To do:
Arrange the material below as a Markdown table with two columns, Row and Line text. Include only the lines from the one containing "If you would be willing to indicate the gray" through the end of the material, give each line a numbered row, and leave out blank lines.

Dataset records:
┌──
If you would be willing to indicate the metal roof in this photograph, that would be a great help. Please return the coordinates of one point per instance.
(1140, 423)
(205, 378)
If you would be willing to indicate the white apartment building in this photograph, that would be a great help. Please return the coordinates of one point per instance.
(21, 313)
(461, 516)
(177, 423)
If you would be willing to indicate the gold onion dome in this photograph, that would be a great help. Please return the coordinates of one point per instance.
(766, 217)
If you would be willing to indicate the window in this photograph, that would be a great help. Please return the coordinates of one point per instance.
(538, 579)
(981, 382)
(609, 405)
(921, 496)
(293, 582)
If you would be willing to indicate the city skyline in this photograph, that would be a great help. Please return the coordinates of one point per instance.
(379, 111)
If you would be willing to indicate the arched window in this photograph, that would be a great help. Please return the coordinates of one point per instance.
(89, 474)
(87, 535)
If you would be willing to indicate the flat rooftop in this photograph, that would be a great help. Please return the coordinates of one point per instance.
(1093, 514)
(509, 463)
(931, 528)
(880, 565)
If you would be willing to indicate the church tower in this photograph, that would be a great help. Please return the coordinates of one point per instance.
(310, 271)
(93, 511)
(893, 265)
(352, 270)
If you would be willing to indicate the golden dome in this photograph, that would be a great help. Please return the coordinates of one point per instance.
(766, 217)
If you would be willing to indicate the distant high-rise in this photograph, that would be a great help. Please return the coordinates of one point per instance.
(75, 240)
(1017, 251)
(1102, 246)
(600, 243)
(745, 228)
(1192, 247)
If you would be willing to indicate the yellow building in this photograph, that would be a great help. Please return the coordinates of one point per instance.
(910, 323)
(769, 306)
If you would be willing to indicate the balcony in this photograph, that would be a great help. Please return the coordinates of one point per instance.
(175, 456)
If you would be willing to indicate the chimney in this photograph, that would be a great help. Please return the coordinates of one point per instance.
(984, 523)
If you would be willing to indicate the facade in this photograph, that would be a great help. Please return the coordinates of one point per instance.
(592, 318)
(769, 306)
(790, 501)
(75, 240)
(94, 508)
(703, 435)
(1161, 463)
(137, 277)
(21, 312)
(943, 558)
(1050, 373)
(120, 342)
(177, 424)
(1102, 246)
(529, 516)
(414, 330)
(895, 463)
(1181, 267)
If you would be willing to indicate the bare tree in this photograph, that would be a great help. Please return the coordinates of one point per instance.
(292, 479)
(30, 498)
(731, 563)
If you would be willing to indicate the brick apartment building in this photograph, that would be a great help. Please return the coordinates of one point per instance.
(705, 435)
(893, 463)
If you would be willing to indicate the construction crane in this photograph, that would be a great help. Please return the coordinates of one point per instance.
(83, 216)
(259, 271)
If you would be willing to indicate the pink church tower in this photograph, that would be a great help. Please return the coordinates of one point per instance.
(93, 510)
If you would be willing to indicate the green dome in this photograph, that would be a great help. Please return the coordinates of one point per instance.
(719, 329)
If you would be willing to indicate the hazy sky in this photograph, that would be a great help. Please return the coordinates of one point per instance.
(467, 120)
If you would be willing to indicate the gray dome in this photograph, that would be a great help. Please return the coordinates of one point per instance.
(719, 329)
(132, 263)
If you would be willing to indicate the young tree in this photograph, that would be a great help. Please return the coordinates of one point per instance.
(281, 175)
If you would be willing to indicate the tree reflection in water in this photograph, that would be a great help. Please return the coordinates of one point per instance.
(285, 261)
└──
Solution:
| Row | Line text |
|---|---|
| 1 | If you would be willing to indicate the gray dome in this photograph, that would be a great help. Please return the coordinates of one point per instance. |
| 2 | (719, 329) |
| 3 | (132, 263) |
| 4 | If you would be willing to indicate the young tree in this photograph, that would be a great help. Please return the coordinates of one point per instance. |
| 5 | (281, 175) |
| 6 | If you would be willing to indicate the tree reflection in water in this photograph, that would be a great help. Please return the coordinates of one point per instance. |
| 7 | (285, 261) |